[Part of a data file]
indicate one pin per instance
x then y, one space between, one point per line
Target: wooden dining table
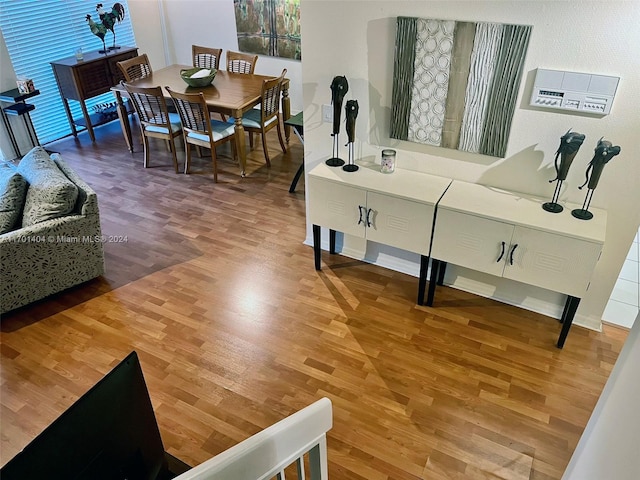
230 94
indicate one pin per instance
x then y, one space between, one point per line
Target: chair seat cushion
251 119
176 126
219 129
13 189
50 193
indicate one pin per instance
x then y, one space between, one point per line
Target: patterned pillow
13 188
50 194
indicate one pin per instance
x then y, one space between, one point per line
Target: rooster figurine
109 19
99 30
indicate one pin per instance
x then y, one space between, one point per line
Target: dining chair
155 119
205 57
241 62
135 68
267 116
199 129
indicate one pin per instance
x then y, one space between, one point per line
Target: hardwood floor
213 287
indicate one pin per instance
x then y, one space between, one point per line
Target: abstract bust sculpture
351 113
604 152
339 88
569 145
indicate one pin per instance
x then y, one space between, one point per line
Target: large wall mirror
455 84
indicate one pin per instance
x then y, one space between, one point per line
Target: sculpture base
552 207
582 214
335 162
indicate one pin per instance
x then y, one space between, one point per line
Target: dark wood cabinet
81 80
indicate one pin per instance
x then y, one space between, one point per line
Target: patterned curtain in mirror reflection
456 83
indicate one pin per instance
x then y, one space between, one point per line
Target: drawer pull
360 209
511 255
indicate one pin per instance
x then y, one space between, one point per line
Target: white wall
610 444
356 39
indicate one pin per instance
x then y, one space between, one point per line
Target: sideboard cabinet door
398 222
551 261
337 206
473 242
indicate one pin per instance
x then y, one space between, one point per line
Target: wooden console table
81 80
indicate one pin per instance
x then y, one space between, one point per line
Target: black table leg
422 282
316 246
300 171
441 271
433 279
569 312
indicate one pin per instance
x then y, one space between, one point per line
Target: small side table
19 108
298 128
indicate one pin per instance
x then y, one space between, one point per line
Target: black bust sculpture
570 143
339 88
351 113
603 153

» TASK DETAILS: Repeat the listing above exactly, with no pictures.

» RESPONSE TO THE EXERCISE:
indicate one pin per instance
x then y, one space between, one point per line
Target: wooden dining table
230 94
indicate one pin per instance
x then y, one space between, one point per line
Target: chair seat cushion
251 119
176 126
219 129
13 189
50 193
indicate one pin per instance
x then y, one space between, one point per line
Target: patterned pillow
13 188
50 194
indicate one pin per instance
x then y, one space between, one point per line
Target: rooster figurine
109 19
99 30
indicate one pin per instance
x then y, one space between, one point per line
Target: dining chair
155 119
205 57
241 62
135 68
267 116
199 129
indicate one pin per instance
x then y, one space between, one point per line
Target: hardwood floor
213 287
indicate one pin per instance
x then y, one space between, one point per line
Target: abstract bust sculpture
351 113
604 152
339 88
569 145
indicate one pin per instance
x then y, one space between, one point per line
Target: large wall mirror
455 84
indicate one pin per instance
x then y, one space between, one point per line
Target: sculpture base
552 207
582 214
335 162
indicate one pin per instance
x then y, one space between, one point per line
Target: dark wood cabinet
81 80
indicate one pin per instance
x then y, one space between, one point per line
Target: patterned curtain in mirror reflection
456 83
indicate one pin per instance
x then y, one space between, one point per line
Target: drawer pull
360 209
511 255
indicate one pin per instance
x then y, one space between, one point per line
Target: white wall
610 444
356 39
indicate one pin per instance
x then y, one space between, one point per line
Target: sideboard cabinet door
398 222
551 261
337 206
473 242
indicate one pin per instance
x then y, one space between, one point per line
Target: wooden console table
81 80
indicate one pin per instance
x then y, one space between, one point per line
Target: black table leg
422 282
316 246
300 171
441 271
433 279
569 312
indicate one pin per instance
x then y, one space between, one point per line
Target: small side table
19 108
298 128
indicate one pin per instance
x then y, one space between, one point per line
Target: black bust sculpture
570 143
339 88
351 113
603 153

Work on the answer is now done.